— start of Records shown —

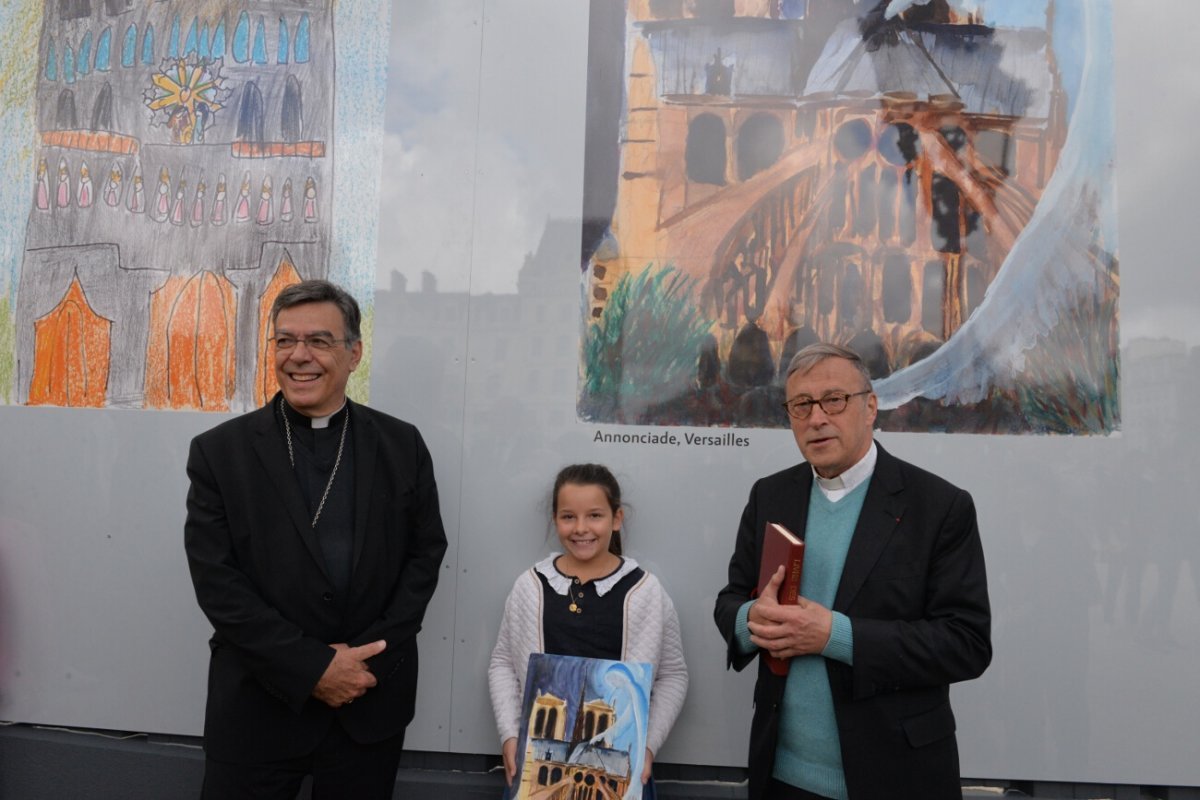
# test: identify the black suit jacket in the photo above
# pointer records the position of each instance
(916, 593)
(261, 579)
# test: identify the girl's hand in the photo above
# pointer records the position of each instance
(509, 751)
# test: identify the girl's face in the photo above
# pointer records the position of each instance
(585, 521)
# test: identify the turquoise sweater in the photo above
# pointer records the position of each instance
(809, 751)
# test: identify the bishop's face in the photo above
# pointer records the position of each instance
(833, 443)
(313, 380)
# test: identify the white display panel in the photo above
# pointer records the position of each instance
(1092, 543)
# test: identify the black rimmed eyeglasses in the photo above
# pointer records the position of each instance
(832, 404)
(316, 342)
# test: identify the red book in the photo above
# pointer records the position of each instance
(780, 547)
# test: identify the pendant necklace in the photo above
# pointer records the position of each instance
(575, 608)
(341, 444)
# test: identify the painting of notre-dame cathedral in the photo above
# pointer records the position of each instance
(181, 175)
(927, 182)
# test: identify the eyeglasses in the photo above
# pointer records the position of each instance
(316, 342)
(832, 404)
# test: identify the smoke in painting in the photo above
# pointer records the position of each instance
(583, 728)
(930, 184)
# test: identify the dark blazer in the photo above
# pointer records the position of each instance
(916, 593)
(261, 579)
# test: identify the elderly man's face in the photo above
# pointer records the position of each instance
(833, 443)
(312, 379)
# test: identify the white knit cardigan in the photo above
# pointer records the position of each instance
(651, 633)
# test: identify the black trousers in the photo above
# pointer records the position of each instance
(780, 791)
(340, 768)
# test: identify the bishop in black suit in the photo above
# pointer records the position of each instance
(864, 710)
(315, 540)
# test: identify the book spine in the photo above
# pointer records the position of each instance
(790, 593)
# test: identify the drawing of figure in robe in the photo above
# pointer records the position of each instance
(265, 210)
(310, 199)
(177, 210)
(84, 186)
(241, 211)
(286, 202)
(219, 202)
(137, 194)
(113, 186)
(198, 204)
(42, 192)
(63, 198)
(181, 125)
(162, 204)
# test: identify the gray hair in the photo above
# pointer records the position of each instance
(819, 352)
(322, 292)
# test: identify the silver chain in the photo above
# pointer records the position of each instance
(292, 457)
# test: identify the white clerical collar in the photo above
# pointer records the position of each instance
(835, 488)
(323, 421)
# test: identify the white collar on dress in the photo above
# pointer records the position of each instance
(562, 584)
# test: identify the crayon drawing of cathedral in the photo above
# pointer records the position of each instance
(583, 729)
(929, 184)
(181, 176)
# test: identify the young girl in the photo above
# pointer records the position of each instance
(587, 601)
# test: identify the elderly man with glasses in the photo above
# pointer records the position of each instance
(315, 541)
(893, 606)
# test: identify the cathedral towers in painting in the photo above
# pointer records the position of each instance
(820, 170)
(183, 175)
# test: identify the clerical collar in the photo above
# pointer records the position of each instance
(839, 486)
(313, 421)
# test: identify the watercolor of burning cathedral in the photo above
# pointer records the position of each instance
(929, 184)
(183, 176)
(583, 729)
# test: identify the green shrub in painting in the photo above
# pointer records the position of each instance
(643, 349)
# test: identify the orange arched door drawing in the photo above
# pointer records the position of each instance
(191, 355)
(71, 352)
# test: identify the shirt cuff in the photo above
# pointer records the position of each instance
(742, 630)
(840, 645)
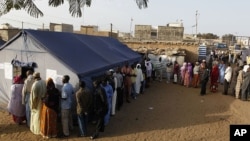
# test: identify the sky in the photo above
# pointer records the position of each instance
(219, 17)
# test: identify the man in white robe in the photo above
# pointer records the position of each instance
(38, 91)
(139, 79)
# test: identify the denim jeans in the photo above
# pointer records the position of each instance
(82, 124)
(27, 108)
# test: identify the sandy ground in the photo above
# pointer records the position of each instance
(166, 112)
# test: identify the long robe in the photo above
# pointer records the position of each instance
(222, 69)
(15, 106)
(138, 80)
(238, 84)
(233, 82)
(38, 91)
(214, 78)
(109, 92)
(245, 85)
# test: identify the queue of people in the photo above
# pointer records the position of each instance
(43, 106)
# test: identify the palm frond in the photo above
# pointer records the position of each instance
(75, 7)
(88, 3)
(32, 9)
(142, 3)
(3, 8)
(55, 3)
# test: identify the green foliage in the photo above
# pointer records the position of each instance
(75, 6)
(207, 36)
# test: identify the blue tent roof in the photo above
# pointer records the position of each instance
(84, 54)
(1, 42)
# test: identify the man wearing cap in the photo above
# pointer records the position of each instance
(26, 94)
(66, 105)
(38, 91)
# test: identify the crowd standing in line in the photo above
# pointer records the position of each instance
(46, 105)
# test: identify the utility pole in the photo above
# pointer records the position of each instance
(130, 31)
(196, 23)
(111, 26)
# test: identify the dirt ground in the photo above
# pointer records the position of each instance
(165, 112)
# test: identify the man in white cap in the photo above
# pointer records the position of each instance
(38, 91)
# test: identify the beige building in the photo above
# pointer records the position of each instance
(61, 27)
(93, 30)
(7, 32)
(170, 32)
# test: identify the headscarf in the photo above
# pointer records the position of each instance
(17, 80)
(50, 84)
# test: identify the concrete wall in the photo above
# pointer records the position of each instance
(191, 49)
(61, 27)
(143, 31)
(7, 34)
(93, 30)
(167, 33)
(163, 33)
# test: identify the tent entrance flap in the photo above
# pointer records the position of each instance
(20, 68)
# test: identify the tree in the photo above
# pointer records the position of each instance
(230, 39)
(207, 36)
(75, 6)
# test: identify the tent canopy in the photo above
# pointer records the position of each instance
(85, 55)
(1, 42)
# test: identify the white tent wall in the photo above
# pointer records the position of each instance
(48, 65)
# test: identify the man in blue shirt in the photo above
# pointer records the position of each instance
(66, 104)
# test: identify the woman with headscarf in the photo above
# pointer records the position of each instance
(239, 83)
(188, 74)
(183, 72)
(49, 110)
(139, 79)
(176, 72)
(196, 77)
(15, 106)
(222, 68)
(214, 78)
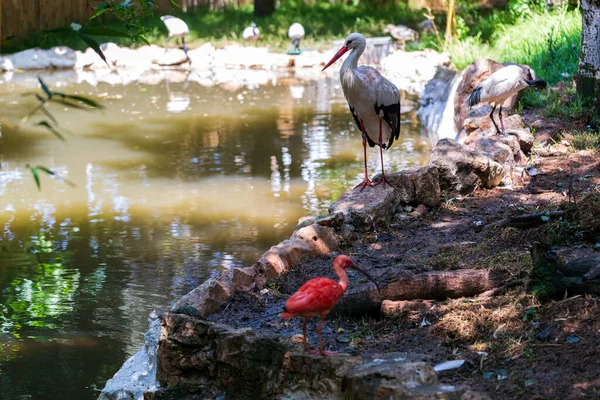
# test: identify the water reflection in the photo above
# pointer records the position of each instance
(175, 182)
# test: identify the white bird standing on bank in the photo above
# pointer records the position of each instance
(374, 101)
(296, 33)
(401, 33)
(176, 28)
(251, 32)
(501, 85)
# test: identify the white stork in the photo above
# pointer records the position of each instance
(501, 85)
(296, 33)
(374, 101)
(176, 27)
(401, 33)
(251, 32)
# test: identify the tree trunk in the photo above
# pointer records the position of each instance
(264, 7)
(416, 282)
(588, 72)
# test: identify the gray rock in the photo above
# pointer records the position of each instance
(436, 110)
(461, 169)
(410, 71)
(138, 374)
(524, 137)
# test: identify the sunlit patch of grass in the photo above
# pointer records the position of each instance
(585, 140)
(468, 321)
(483, 256)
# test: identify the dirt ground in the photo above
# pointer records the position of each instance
(515, 347)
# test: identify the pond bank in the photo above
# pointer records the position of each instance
(234, 64)
(442, 223)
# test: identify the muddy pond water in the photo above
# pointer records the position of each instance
(175, 181)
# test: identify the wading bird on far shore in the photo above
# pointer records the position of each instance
(374, 101)
(251, 32)
(318, 296)
(501, 85)
(296, 33)
(176, 28)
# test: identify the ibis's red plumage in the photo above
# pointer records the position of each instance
(314, 297)
(318, 296)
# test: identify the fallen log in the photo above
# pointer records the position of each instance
(531, 220)
(416, 282)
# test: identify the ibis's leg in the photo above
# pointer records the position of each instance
(321, 349)
(184, 47)
(383, 180)
(501, 123)
(492, 118)
(306, 348)
(366, 181)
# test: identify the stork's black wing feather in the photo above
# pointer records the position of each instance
(388, 108)
(357, 120)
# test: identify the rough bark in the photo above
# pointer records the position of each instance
(264, 7)
(415, 282)
(588, 72)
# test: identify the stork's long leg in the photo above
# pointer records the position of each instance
(319, 330)
(492, 118)
(366, 181)
(383, 180)
(167, 43)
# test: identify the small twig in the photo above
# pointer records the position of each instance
(567, 299)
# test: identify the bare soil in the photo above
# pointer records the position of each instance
(514, 347)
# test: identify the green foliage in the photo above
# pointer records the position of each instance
(323, 22)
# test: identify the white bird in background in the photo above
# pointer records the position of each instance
(176, 28)
(401, 33)
(374, 101)
(296, 33)
(251, 32)
(501, 85)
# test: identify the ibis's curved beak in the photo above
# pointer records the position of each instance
(340, 53)
(356, 267)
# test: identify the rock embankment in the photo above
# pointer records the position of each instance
(197, 358)
(410, 71)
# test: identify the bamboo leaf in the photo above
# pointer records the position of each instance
(83, 99)
(70, 104)
(44, 87)
(36, 177)
(30, 114)
(46, 170)
(47, 113)
(99, 13)
(53, 130)
(94, 45)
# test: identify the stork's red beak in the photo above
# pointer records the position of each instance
(340, 53)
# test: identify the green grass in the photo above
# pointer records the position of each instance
(585, 140)
(323, 22)
(549, 42)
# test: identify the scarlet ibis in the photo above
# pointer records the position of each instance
(502, 84)
(318, 296)
(176, 27)
(251, 32)
(374, 101)
(296, 33)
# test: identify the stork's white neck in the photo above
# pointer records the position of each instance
(347, 76)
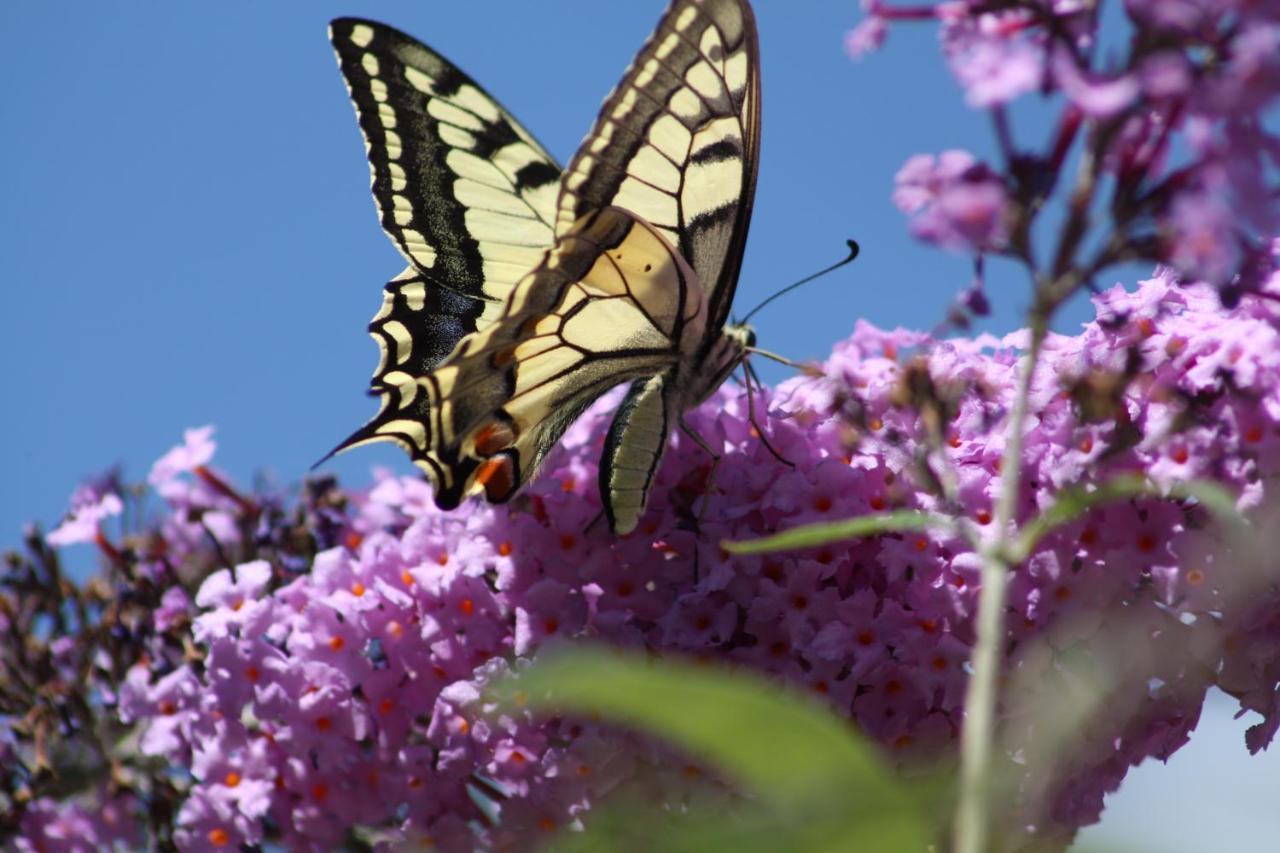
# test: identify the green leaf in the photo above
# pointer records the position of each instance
(810, 536)
(808, 769)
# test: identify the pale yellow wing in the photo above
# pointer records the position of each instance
(612, 301)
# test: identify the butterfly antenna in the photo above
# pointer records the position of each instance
(853, 252)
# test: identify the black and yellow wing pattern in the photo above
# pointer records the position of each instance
(529, 293)
(462, 190)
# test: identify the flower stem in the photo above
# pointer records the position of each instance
(977, 739)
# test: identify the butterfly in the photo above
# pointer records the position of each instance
(530, 291)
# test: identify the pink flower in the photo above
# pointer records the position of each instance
(955, 201)
(85, 523)
(197, 448)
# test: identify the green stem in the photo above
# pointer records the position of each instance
(977, 739)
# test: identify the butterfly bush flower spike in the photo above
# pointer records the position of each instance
(353, 693)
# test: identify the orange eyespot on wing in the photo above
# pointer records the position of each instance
(497, 477)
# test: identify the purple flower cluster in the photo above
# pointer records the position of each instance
(352, 694)
(1174, 124)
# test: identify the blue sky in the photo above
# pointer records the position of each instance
(188, 237)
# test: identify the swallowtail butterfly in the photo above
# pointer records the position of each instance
(531, 291)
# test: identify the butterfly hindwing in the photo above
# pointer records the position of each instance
(531, 292)
(632, 450)
(677, 141)
(612, 301)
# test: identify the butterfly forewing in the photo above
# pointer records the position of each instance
(464, 191)
(677, 142)
(634, 254)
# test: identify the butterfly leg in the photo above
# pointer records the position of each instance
(749, 379)
(711, 475)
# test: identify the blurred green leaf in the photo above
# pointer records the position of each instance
(810, 536)
(817, 784)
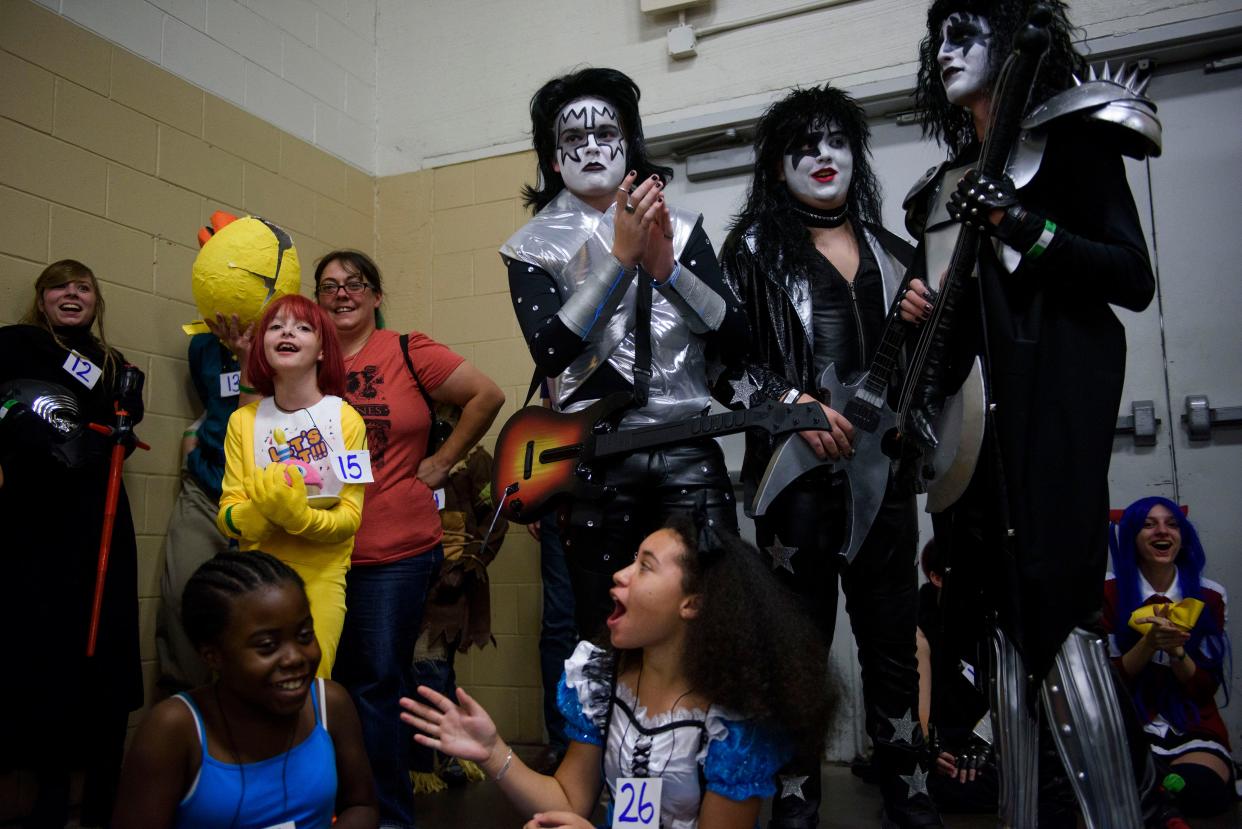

— end of Records shown —

--- Description of the task ---
Output the rows from the first one through the line containing "(1092, 543)" as a two-column CSV with the header test,points, one line per test, each field quoted and any line breaks turned into spaces. Omit the pictures.

--- Solution below ---
test,points
"# test: identify the black suit jacket in the photo above # pointer records the position of each instance","(916, 593) (261, 579)"
"# test: identify the girl's hand in the photo above # pointer records the position of each instance","(509, 751)"
"# test: identify the girl's face in the photo above # pointer records the position of each instance","(585, 521)"
"# test: identify the turquoise sweater in the photo above # pointer records the position of each instance","(809, 751)"
"# test: identify the bishop's face in the photo above # pointer records the position of each instance","(833, 443) (313, 380)"
"# test: identify the white display panel in the photo above # pointer records the position of each instance","(1092, 543)"